- _Selected text_:
★ ★ ★ ★

The burglars who orchestrated an ambitious heist on Oct. 16 at a Rotterdam museum in the Netherlands seem to have studious and expensive taste in art, but their taste in art theft shows a real lack of originality.
Two of the masters whose work was targeted in the crime are among the most stolen ever, and one of them holds the top spot.
The grab bag of mostly post-impressionist canvases the thieves made off with includes works by Pablo Picasso, Claude Monet, Henri Matisse, Paul Gauguin, Meyer de Haan and Lucian Freud.
Picasso, who is reputed to have said, "Good artists borrow, great artists steal," perhaps wouldn't have much grounds for complaining about the fact that a whopping 1,147 of his paintings have disappeared as of January of this year, making him the most stolen artist of all time, according to a list compiled by the Art Loss Register, an organization that helps track and recover stolen art around the world.
That list puts Matisse's stolen painting count at 205, not including Tuesday's developments. But since the Art Loss Register has already updated its database to reflect the Rotterdam rip-off, the thieves will likely have a very hard time netting the hundreds of millions the paintings could reportedly fetch at an above-board auction.
The artist who holds the No. 2 spot on the most stolen list is the relatively unknown American artist Nick Lawrence. Most of Lawrence's 557 missing paintings disappeared at the same time, just after they were moved without his consent to an unsecured shed because of a fire code violation.

★ ★ ★ ★

- _Records_:
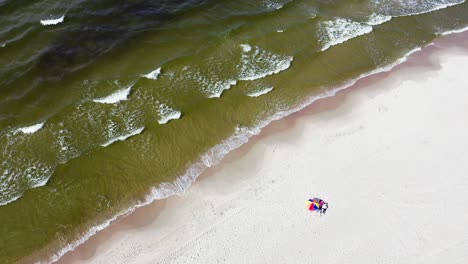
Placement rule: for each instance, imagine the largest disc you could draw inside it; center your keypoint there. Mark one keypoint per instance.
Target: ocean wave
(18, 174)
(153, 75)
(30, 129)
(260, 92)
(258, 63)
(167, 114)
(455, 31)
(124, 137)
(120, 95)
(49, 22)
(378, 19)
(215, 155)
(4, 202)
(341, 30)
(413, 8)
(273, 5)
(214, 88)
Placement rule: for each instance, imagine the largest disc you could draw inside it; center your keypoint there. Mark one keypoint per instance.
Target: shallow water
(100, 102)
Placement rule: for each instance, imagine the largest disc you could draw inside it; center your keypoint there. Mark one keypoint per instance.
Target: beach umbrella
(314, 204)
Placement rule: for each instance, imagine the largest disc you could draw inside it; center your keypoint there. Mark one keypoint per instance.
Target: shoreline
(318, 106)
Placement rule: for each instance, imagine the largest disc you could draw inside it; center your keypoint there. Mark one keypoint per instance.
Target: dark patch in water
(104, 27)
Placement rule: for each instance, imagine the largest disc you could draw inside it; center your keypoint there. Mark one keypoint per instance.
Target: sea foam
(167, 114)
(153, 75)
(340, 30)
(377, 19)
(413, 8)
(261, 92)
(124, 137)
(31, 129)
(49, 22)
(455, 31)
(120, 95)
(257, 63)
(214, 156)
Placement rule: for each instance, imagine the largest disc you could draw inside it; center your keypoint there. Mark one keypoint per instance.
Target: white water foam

★ ★ ★ ★

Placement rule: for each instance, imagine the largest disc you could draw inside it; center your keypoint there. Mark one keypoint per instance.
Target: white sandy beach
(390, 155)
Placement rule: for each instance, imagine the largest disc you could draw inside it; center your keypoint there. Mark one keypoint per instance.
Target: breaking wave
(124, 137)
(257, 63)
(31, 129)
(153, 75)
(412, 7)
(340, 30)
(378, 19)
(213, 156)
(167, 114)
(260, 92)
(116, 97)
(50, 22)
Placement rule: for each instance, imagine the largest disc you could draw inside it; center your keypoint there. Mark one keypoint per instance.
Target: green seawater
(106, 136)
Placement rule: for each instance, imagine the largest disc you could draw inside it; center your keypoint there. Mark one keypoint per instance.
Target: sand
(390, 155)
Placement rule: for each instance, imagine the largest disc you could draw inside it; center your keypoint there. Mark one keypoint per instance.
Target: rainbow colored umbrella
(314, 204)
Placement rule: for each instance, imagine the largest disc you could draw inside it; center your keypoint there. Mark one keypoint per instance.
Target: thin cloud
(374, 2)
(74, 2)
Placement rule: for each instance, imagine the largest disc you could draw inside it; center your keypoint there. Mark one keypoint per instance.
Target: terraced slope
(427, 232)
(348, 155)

★ ★ ★ ★

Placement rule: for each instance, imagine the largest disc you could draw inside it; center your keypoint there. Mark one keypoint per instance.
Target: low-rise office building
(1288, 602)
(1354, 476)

★ ★ ★ ★

- _Tasks and exercises_:
[A] In the text on the Rotterdam art theft, why will the thieves likely find it very hard to net the hundreds of millions the paintings could reportedly fetch? Answer in one to three sentences.
[B] Please list every artist the text on the Rotterdam art theft names among those whose works the thieves made off with.
[C] Print the part of the text on the Rotterdam art theft that begins at the words "The burglars who" and stops after the words "and Lucian Freud.".

- _Answers for this exercise_:
[A] The Art Loss Register has already updated its database to reflect the Rotterdam theft. That makes the stolen paintings hard to sell at an above-board auction.

[B] Pablo Picasso, Claude Monet, Henri Matisse, Paul Gauguin, Meyer de Haan, Lucian Freud

[C]
The burglars who orchestrated an ambitious heist on Oct. 16 at a Rotterdam museum in the Netherlands seem to have studious and expensive taste in art, but their taste in art theft shows a real lack of originality.
Two of the masters whose work was targeted in the crime are among the most stolen ever, and one of them holds the top spot.
The grab bag of mostly post-impressionist canvases the thieves made off with includes works by Pablo Picasso, Claude Monet, Henri Matisse, Paul Gauguin, Meyer de Haan and Lucian Freud.